(Task to complete)
Extract every line of the material that contains the string "person".

(Items stored from a collection)

════════════════

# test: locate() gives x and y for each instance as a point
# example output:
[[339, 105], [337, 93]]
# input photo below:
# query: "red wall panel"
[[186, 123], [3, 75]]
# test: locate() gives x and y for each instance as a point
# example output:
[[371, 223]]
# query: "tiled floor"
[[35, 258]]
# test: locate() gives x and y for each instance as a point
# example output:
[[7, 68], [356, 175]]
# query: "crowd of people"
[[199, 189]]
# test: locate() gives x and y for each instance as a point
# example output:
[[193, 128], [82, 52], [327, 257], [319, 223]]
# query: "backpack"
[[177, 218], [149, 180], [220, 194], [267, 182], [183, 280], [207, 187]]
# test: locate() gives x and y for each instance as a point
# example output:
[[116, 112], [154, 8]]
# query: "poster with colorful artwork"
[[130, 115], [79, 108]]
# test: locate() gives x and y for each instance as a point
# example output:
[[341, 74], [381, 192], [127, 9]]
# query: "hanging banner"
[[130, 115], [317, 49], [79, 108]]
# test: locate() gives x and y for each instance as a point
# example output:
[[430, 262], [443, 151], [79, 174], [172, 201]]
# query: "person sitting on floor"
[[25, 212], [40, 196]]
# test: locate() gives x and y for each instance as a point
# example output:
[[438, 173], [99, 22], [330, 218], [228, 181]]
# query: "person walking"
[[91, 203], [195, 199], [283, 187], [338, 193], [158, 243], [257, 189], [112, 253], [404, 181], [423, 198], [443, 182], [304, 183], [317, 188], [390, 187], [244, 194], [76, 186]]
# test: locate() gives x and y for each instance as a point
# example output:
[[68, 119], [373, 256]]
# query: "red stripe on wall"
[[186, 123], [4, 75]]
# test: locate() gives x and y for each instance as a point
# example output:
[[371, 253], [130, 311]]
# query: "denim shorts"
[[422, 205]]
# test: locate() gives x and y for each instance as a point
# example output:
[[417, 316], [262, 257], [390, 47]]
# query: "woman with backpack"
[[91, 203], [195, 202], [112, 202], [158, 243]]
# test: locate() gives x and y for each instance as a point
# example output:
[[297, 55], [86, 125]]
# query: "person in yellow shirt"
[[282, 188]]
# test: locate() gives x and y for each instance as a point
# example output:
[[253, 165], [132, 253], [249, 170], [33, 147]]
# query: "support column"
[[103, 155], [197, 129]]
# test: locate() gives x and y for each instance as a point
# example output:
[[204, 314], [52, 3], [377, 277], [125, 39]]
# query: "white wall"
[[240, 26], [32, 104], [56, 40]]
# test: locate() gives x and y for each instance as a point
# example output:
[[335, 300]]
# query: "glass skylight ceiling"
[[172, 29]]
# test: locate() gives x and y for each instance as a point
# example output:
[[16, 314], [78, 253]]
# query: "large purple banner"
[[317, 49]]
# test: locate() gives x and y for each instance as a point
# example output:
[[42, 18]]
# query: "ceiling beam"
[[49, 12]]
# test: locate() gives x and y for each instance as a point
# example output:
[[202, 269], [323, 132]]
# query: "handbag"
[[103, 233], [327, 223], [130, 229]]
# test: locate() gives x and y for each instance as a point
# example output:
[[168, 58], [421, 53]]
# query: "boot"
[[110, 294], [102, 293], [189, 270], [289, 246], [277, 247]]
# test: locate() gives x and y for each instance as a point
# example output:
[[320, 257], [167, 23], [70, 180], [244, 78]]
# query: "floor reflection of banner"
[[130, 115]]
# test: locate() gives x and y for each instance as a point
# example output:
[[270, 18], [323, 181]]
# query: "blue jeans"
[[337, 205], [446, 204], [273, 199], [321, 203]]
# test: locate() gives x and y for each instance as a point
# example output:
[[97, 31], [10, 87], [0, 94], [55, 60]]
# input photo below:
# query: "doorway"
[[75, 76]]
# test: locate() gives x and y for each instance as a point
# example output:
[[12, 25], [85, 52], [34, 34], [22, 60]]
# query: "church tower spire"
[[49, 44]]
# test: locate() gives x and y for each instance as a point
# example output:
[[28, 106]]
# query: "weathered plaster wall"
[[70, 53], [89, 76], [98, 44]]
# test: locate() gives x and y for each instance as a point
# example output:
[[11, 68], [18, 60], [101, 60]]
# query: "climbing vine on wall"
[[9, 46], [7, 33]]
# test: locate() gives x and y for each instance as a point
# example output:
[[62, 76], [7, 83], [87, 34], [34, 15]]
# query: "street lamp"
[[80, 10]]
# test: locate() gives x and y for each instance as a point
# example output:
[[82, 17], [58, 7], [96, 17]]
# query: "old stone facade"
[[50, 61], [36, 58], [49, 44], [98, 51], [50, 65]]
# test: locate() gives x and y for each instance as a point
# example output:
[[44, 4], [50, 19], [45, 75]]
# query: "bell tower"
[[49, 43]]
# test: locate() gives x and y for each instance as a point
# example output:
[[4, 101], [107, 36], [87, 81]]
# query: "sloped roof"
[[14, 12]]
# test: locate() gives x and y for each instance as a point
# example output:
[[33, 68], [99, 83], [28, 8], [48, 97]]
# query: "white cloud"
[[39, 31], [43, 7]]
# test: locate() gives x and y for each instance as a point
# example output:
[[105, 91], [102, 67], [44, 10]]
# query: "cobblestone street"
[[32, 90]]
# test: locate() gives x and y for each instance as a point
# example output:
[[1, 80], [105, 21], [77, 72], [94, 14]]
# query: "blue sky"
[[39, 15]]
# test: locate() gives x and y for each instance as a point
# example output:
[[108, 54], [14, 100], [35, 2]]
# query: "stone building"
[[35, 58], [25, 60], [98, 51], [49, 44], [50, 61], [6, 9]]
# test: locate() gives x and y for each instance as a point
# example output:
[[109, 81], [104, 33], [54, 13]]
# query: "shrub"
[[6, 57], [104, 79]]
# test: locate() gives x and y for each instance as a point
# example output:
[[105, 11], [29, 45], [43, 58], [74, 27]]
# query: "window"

════════════════

(Correct response)
# query: "person sitting on floor"
# query: "person walking"
# query: "person in yellow shirt"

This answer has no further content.